* Goals
1. Translate this sentence from the mailing-list message about TRILL encapsulation below into Spanish: "Also, as noted earlier in this discussion, RFC 7657 explicitly discourages use of multiple DSCPs in a single TCP connection."
2. Extend the mailing-list message about DSCPs in TRILL over IP, picking up right after its final sentence.

* Text extract
• • • • •

List-Subscribe: <https://www.ietf.org/mailman/listinfo/trill>, <mailto:trill-request@ietf.org?subject=subscribe>
X-List-Received-Date: Sat, 01 Jul 2017 18:04:00 -0000

On Sat, Jul 1, 2017 at 10:53 AM, Black, David <David.Black@dell.com> wrote:
> Also, as noted earlier in this discussion, RFC 7657 explicitly discourages use of multiple DSCPs in a single TCP connection.  That needs to be reflected in the TCP encapsulation text in the trill-over-ip draft - in particular, the current text in Section 4.3 on mapping to DSCPs from TRILL priority and DEI does not appear to be consistent with RFC 7657 for TCP-based encapsulation.

I'm surprised it only "discourages" rather than "prohibits"...

• • • • •

* Items
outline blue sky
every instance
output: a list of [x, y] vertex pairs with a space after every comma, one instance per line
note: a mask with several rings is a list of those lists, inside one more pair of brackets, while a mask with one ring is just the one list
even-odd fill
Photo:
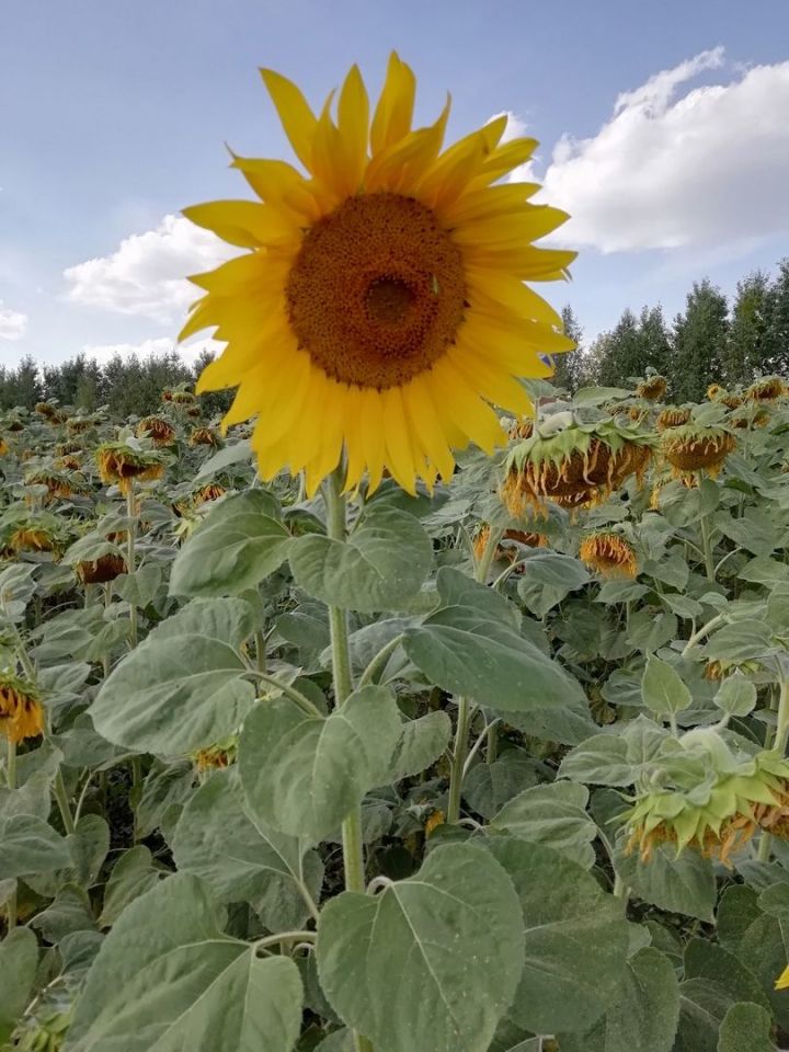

• • • • •

* Solved problems
1. Además, como se señaló anteriormente en esta discusión, el RFC 7657 desaconseja explícitamente el uso de múltiples DSCP en una sola conexión TCP.

2.
Thanks,
Donald
===============================
 Donald E. Eastlake 3rd   +1-508-333-2270 (cell)
 155 Beaver Street, Milford, MA 01757 USA
 d3e3e3@gmail.com

> Thanks, --David
>
>> -----Original Message-----
>> From: Donald Eastlake [mailto:d3e3e3@gmail.com]
>> Sent: Friday, June 30, 2017 9:43 PM
>> To: Black, David <david.black@emc.com>
>> Cc: Magnus Westerlund <magnus.westerlund@ericsson.com>; tsv-
>> art@ietf.org; draft-ietf-trill-over-ip.all@ietf.org; IETF Discussion
>> <ietf@ietf.org>; trill@ietf.org
>> Subject: Re: [Tsv-art] Tsvart early review of draft-ietf-trill-over-ip-10 - ECN &
>> DSCP considerations
>>
>> Hi David,
>>
>> On Mon, Jun 26, 2017 at 3:04 PM, Black, David <David.Black@dell.com>
>> wrote:
>> > Adding some comments on ECN and DSCP ...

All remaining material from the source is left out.